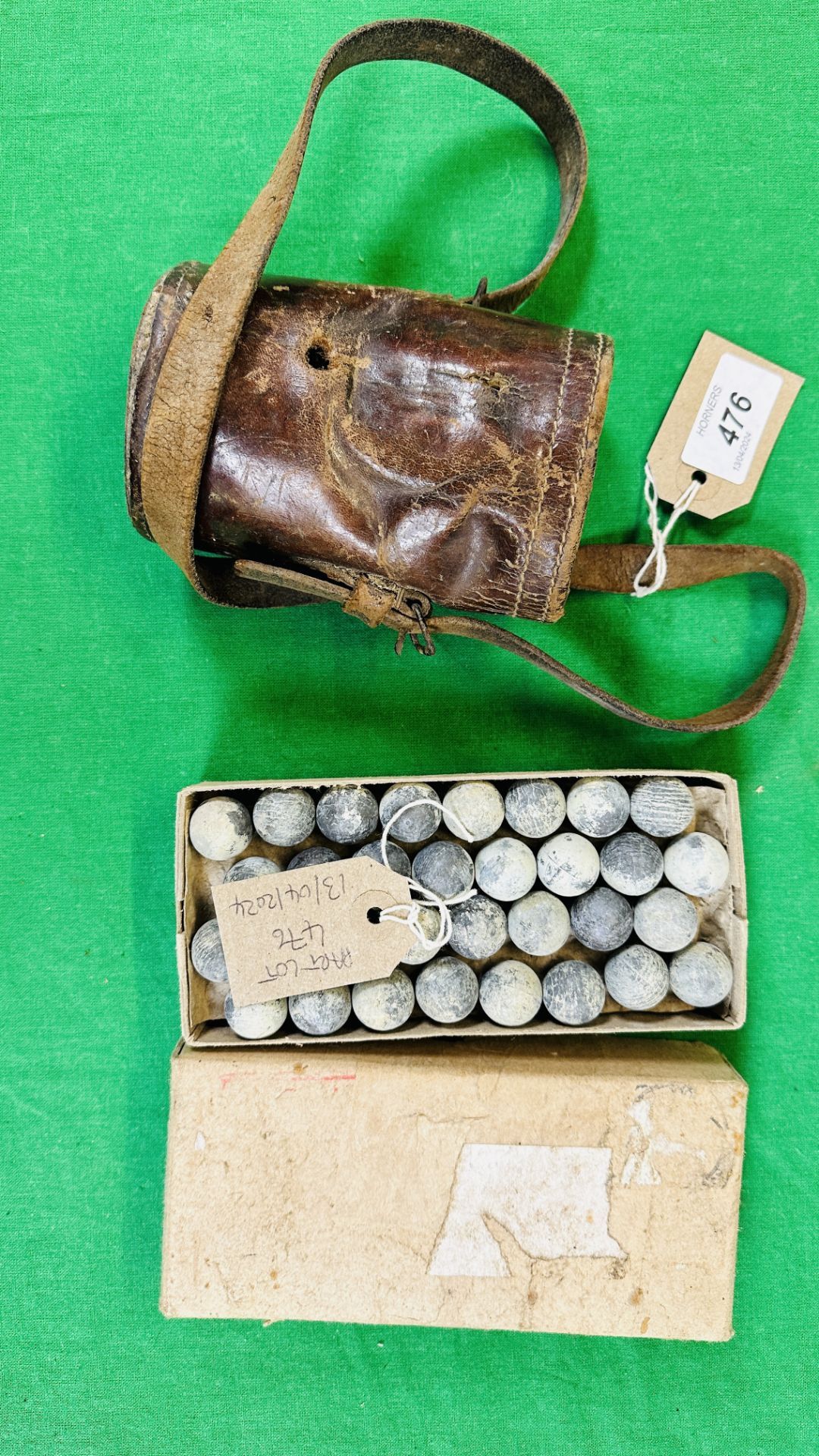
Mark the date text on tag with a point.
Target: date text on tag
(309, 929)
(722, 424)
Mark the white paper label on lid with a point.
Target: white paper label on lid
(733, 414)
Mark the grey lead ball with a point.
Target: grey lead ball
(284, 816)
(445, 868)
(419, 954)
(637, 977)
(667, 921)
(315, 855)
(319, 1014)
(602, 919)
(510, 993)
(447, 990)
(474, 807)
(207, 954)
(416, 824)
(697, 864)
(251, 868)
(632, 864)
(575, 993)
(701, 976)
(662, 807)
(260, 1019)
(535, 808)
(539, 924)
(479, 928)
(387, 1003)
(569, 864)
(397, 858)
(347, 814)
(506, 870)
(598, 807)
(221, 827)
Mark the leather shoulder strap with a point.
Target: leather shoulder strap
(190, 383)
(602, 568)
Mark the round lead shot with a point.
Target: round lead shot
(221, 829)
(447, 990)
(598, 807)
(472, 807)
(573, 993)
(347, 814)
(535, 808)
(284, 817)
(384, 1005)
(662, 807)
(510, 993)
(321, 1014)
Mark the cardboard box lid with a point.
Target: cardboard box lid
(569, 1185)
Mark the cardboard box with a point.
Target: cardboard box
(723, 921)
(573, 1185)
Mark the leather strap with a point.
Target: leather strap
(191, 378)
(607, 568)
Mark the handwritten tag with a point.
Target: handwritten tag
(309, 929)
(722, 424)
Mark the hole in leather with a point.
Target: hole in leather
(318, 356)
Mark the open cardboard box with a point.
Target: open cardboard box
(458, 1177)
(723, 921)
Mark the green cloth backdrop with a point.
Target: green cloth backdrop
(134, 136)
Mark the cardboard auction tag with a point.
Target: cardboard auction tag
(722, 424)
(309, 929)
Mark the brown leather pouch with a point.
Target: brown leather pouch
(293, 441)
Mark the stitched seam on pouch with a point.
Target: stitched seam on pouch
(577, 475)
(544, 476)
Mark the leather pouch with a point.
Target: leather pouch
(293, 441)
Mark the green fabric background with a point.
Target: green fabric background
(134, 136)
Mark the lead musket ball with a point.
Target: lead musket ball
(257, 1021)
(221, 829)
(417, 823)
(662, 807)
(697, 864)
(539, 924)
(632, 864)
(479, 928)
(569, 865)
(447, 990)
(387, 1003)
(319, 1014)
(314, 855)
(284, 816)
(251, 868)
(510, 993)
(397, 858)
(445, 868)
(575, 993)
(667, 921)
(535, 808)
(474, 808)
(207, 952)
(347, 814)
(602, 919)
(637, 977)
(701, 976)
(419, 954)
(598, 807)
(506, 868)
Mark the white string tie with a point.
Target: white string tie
==*==
# The task
Rewrite every line of the listing from the one containing "Mark the green fabric" through the end of the listing, inclusive, and include the requests. Scale each point coordinate in the answers by 1.1 and round it to a whole number, rounding halves up. Leave all other text unchanged.

# Full answer
Mark the green fabric background with a point.
Target: green fabric background
(147, 150)
Mark the lead musket ball with a point.
Target: lead musket ball
(283, 1123)
(243, 912)
(459, 905)
(728, 888)
(767, 950)
(593, 1016)
(695, 950)
(527, 1021)
(626, 952)
(492, 1089)
(426, 1103)
(351, 1115)
(345, 941)
(312, 898)
(276, 955)
(561, 1092)
(437, 944)
(490, 955)
(633, 1092)
(734, 1013)
(589, 889)
(521, 889)
(228, 1047)
(382, 895)
(662, 1011)
(701, 1075)
(771, 1074)
(461, 1049)
(658, 888)
(557, 955)
Mark the white string tie with a point.
Target: white string tie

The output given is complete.